# [Exercise description]
Lines from the top of the entries through the line that has "like x=148, y=133." must be duplicated exactly, and no others.

- Opening Delimiter -

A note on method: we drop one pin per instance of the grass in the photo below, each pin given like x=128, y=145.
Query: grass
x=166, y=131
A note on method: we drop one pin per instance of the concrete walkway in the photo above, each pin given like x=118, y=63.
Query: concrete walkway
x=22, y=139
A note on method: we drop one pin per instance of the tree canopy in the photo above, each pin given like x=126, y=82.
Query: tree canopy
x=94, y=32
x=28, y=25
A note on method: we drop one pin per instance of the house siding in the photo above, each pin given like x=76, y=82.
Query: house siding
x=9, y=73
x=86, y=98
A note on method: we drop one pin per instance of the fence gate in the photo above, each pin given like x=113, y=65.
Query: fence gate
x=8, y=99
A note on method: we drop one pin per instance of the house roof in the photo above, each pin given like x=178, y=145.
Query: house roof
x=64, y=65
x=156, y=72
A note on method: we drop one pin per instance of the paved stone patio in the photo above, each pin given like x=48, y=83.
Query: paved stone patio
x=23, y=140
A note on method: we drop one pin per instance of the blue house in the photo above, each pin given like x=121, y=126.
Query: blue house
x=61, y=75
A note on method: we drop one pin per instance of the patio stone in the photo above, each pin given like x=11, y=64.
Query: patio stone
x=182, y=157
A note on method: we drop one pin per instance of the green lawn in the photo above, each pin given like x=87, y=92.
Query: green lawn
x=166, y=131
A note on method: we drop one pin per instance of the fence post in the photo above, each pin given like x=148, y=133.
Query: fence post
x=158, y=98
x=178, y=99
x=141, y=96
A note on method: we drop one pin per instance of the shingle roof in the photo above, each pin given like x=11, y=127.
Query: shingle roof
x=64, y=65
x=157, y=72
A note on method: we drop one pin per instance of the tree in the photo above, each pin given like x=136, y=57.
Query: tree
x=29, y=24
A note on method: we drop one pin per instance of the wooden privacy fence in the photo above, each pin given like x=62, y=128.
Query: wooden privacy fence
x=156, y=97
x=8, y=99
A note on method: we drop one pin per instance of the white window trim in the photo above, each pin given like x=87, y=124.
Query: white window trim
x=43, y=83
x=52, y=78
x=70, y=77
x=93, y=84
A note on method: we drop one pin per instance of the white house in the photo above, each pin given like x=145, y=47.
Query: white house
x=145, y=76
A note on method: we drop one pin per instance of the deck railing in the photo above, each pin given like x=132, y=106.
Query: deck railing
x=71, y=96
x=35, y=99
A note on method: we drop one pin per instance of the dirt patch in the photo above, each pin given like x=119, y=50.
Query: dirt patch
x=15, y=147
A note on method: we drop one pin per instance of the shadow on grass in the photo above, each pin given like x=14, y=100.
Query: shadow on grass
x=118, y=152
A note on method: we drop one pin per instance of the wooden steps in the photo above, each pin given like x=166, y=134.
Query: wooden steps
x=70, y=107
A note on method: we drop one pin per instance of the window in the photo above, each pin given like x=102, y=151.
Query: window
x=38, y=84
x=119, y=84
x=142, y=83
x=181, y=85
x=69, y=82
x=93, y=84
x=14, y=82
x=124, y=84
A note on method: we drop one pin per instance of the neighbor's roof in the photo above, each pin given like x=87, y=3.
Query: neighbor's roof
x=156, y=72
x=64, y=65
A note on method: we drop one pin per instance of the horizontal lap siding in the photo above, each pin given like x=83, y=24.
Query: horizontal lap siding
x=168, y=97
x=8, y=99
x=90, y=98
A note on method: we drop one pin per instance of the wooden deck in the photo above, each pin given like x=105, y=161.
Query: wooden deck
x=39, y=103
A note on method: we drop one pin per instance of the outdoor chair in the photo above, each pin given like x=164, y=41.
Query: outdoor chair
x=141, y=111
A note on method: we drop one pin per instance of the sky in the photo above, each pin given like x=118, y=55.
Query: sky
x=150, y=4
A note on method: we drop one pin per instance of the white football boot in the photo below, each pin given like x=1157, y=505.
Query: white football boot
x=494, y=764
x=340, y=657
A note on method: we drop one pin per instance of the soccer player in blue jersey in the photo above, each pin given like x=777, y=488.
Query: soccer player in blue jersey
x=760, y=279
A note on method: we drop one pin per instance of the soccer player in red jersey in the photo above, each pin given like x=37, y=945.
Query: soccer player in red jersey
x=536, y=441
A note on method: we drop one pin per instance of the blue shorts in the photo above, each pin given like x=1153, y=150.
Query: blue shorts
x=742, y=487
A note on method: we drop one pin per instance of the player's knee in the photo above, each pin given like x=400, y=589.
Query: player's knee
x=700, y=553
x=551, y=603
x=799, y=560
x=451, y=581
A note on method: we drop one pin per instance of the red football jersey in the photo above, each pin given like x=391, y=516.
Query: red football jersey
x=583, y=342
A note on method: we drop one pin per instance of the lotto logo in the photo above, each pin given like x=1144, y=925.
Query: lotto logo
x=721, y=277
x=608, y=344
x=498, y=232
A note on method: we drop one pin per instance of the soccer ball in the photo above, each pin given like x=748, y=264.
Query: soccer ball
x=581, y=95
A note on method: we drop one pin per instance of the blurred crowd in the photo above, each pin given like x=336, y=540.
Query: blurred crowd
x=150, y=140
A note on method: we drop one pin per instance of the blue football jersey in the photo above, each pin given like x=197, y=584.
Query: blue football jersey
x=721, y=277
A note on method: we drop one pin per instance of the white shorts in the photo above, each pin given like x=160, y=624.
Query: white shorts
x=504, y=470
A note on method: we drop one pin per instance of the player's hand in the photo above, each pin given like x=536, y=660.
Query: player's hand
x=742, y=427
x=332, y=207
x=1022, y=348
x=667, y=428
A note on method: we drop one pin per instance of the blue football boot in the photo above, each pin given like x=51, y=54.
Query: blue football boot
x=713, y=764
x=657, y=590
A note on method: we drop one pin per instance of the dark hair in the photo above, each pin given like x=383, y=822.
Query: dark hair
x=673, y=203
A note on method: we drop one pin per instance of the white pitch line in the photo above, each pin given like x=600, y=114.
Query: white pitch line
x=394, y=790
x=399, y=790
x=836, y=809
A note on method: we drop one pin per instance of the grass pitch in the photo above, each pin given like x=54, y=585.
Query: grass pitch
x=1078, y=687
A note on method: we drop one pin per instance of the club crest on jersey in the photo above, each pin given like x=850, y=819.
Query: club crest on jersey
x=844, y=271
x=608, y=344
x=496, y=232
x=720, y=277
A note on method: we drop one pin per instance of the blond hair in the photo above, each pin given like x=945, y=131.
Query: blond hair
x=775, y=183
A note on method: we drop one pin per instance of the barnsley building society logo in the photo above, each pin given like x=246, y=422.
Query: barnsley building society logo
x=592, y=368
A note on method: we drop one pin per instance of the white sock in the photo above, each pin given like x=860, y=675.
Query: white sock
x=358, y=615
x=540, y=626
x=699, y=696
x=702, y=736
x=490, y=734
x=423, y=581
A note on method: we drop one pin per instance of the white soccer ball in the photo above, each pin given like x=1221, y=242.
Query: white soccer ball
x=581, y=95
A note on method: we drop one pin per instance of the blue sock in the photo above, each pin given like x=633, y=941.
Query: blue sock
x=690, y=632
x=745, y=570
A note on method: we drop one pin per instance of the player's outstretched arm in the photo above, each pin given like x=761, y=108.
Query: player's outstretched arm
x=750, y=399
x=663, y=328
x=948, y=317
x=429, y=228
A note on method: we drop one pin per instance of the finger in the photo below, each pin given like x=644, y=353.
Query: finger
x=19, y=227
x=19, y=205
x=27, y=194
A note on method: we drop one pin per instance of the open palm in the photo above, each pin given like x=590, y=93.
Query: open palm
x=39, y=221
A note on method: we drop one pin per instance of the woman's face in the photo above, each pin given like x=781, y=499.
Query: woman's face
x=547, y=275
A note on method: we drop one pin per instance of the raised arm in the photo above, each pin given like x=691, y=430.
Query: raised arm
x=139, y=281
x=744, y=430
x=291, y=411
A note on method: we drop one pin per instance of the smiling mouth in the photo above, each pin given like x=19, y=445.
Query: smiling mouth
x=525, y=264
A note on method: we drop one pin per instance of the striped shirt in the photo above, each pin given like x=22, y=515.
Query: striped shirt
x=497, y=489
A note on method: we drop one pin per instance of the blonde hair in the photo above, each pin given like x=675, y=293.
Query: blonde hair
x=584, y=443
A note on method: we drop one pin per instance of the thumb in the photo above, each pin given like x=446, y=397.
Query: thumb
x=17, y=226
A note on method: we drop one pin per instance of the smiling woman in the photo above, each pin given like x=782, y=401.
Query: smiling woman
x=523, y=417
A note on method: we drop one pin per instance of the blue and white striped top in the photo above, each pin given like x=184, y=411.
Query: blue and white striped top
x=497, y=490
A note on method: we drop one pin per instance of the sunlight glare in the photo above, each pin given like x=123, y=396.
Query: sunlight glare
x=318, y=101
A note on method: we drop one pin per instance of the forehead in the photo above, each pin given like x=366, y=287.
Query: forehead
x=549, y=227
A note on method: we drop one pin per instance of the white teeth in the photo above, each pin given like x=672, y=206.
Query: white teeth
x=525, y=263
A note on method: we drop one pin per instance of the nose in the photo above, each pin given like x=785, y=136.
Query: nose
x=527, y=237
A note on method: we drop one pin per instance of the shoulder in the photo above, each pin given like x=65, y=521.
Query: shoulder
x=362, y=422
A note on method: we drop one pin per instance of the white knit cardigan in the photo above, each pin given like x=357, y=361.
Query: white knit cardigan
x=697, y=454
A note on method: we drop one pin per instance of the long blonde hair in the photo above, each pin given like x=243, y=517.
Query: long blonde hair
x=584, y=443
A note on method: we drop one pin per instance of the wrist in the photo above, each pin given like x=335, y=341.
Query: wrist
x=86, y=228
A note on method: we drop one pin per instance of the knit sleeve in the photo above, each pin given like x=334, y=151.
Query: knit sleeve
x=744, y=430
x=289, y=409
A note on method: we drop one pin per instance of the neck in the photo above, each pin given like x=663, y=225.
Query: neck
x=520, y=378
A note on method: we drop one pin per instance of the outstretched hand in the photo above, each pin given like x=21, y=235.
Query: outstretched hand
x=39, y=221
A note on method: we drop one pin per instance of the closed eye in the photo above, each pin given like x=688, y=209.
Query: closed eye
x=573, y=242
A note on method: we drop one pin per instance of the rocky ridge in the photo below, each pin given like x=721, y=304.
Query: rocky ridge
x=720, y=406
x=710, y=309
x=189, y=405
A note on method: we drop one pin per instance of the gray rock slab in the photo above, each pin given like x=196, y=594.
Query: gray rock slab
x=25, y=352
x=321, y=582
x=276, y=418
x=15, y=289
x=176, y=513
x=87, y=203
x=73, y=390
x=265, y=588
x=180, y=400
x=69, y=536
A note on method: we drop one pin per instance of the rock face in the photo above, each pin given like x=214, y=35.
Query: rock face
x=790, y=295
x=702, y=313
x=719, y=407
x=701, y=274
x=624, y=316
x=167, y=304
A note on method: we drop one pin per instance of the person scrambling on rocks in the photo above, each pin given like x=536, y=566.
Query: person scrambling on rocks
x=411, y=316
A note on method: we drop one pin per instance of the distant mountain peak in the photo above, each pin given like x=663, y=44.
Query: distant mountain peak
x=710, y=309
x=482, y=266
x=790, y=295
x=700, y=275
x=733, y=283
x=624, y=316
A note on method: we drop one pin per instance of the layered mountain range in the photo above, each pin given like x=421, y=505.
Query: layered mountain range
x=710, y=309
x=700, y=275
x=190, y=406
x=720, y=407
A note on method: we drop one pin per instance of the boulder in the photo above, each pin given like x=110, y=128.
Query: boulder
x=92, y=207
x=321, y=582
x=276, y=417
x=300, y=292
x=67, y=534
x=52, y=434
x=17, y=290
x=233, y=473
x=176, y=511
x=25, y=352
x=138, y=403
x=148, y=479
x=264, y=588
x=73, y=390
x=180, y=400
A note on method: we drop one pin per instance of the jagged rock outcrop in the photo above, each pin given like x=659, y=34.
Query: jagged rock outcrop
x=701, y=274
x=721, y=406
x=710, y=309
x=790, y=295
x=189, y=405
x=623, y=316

- Closing Delimiter -

# [Task answer]
A note on method: we drop one pin per instance of the grass in the photo below, each pin given like x=128, y=145.
Query: grass
x=166, y=131
A note on method: we drop one pin per instance of the concrete walkway in the photo above, each pin given like x=118, y=63.
Query: concrete walkway
x=22, y=139
A note on method: we drop one pin per instance of the tree canopy in the photo above, each pin given like x=126, y=82.
Query: tree canopy
x=94, y=32
x=28, y=25
A note on method: we drop one pin per instance of the house siding in the photo above, each pin given like x=76, y=82.
Query: house siding
x=9, y=73
x=86, y=98
A note on method: we drop one pin per instance of the fence gate in the photo above, each pin given like x=113, y=65.
Query: fence gate
x=8, y=99
A note on method: we drop one pin per instance of the house roof in the photo above, each pin given like x=178, y=145.
Query: house roof
x=64, y=65
x=156, y=72
A note on method: we drop one pin per instance of the paved stone patio in the photo above, each pin given like x=48, y=83.
Query: paved stone patio
x=23, y=140
A note on method: we drop one pin per instance of the blue house in the photo above, each pin given like x=121, y=126.
Query: blue house
x=61, y=75
A note on method: we drop one pin per instance of the patio stone in the photo above, each pin given like x=11, y=64.
Query: patio stone
x=182, y=157
A note on method: we drop one pin per instance of the green lawn in the photo above, each pin given like x=87, y=92.
Query: green lawn
x=166, y=131
A note on method: we drop one pin per instance of the fence post in the photo above, each pin given like x=148, y=133.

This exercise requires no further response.